(Items listed in a dataset)
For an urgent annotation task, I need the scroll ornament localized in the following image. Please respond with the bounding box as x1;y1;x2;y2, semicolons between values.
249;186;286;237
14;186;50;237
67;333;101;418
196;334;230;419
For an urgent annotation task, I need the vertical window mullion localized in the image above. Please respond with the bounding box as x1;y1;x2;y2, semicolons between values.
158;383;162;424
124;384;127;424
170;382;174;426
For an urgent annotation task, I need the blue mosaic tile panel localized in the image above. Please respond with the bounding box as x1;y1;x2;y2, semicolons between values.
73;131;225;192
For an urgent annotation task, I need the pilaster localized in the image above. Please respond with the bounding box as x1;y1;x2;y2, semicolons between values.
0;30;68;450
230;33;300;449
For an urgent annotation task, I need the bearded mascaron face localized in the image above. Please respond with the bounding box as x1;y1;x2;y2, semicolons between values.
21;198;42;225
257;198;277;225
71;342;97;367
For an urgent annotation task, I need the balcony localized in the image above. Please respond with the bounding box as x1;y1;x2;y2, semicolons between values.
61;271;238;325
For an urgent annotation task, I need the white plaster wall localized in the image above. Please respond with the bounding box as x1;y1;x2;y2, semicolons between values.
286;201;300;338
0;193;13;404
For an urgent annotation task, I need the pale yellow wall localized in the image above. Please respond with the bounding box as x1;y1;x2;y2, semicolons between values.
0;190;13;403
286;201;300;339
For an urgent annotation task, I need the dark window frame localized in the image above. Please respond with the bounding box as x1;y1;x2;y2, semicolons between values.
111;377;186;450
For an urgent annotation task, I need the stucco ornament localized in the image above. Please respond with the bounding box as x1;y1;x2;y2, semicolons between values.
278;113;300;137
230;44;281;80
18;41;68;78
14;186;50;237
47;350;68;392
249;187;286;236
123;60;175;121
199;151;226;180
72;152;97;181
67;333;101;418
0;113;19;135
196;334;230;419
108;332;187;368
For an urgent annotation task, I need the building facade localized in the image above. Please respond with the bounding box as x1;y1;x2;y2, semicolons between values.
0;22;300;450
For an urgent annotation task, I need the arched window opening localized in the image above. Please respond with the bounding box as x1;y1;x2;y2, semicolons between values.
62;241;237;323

Directions for this task
Rewrite the lines starting with the one that contains "For an urgent annotation task, I need the vertical" and going on through the one that contains "73;131;225;192", changing "blue" to "green" and keeping everything else the same. Give only those lines.

Task solution
For an urgent annotation task, I need the vertical window mullion localized in the image above. Please respond with the bounding box as x1;y1;x2;y2, semicolons between values.
158;383;162;424
124;384;127;424
170;382;174;426
For an urgent annotation task, I need the green mosaic tile panel localized in the image above. Please respond with the bounding box as x1;y1;x2;y2, semicolons between values.
73;131;225;192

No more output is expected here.